Collect every line in the material below that contains the word "blurred" and copy each one in full.

## Begin SUPPLIED MATERIAL

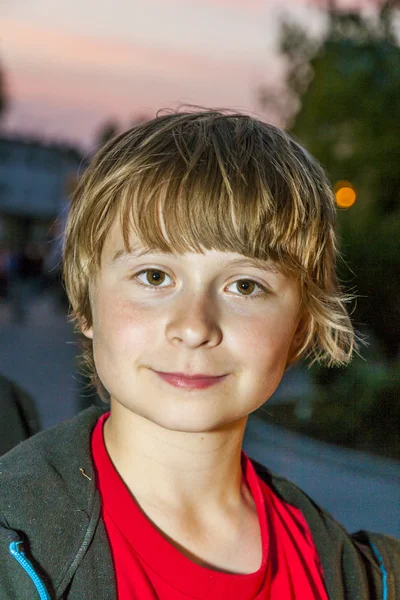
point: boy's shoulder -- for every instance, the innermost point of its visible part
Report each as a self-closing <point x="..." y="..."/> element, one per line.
<point x="46" y="466"/>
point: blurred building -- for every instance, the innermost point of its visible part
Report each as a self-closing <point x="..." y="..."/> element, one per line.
<point x="35" y="180"/>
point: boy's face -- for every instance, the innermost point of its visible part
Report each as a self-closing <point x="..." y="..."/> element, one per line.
<point x="193" y="314"/>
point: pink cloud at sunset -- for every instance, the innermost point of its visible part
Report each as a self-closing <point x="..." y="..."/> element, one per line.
<point x="69" y="69"/>
<point x="95" y="79"/>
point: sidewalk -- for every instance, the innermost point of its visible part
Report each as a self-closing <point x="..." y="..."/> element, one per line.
<point x="360" y="490"/>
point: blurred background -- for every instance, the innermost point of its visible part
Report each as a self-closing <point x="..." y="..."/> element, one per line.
<point x="327" y="71"/>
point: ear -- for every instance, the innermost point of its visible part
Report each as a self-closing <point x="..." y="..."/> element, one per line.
<point x="87" y="331"/>
<point x="298" y="338"/>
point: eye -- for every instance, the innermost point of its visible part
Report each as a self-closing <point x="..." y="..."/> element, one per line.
<point x="155" y="277"/>
<point x="247" y="286"/>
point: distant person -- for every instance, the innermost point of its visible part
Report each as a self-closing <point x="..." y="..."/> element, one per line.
<point x="199" y="261"/>
<point x="19" y="418"/>
<point x="5" y="267"/>
<point x="26" y="279"/>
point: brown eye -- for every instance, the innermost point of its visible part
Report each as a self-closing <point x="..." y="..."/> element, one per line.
<point x="155" y="276"/>
<point x="246" y="285"/>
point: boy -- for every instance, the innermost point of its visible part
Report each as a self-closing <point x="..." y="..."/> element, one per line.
<point x="199" y="261"/>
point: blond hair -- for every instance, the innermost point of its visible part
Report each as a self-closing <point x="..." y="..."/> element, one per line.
<point x="223" y="181"/>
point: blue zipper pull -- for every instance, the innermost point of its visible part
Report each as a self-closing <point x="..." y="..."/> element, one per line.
<point x="19" y="555"/>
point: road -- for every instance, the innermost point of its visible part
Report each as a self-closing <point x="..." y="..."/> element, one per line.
<point x="361" y="491"/>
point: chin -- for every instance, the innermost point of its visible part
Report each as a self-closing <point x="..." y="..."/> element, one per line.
<point x="190" y="423"/>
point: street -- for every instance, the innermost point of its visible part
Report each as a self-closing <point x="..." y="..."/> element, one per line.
<point x="361" y="491"/>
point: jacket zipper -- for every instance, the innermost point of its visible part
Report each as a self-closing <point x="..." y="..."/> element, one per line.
<point x="19" y="555"/>
<point x="382" y="568"/>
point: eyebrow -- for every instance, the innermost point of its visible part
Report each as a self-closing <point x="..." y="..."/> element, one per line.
<point x="257" y="263"/>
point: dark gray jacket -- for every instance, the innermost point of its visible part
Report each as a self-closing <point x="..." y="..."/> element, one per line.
<point x="19" y="418"/>
<point x="50" y="527"/>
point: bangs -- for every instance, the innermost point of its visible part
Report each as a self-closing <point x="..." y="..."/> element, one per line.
<point x="207" y="193"/>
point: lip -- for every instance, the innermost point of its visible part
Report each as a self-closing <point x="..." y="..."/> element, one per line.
<point x="189" y="382"/>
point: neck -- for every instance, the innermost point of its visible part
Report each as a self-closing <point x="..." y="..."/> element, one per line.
<point x="196" y="473"/>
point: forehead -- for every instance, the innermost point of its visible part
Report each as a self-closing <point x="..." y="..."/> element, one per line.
<point x="116" y="253"/>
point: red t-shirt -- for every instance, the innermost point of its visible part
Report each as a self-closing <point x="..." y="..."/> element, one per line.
<point x="148" y="567"/>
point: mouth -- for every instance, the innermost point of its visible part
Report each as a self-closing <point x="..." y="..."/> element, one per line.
<point x="198" y="381"/>
<point x="189" y="376"/>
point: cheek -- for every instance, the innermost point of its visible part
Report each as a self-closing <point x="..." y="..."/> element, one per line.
<point x="117" y="327"/>
<point x="266" y="340"/>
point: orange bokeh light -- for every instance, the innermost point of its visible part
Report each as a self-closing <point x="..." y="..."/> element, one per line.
<point x="345" y="194"/>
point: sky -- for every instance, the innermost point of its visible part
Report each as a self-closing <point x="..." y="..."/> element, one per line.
<point x="71" y="67"/>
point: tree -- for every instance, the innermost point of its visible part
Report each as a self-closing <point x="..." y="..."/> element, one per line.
<point x="343" y="105"/>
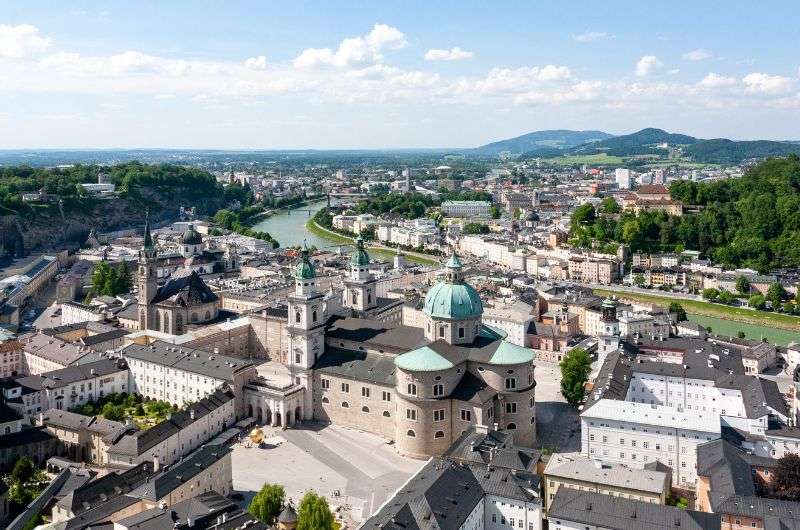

## End SUPPLIED MATERIAL

*THE OUTPUT*:
point: blurred building -- for every instance, the innermost point of its visible part
point: blurred background -- for every instance, the innermost point of its visible part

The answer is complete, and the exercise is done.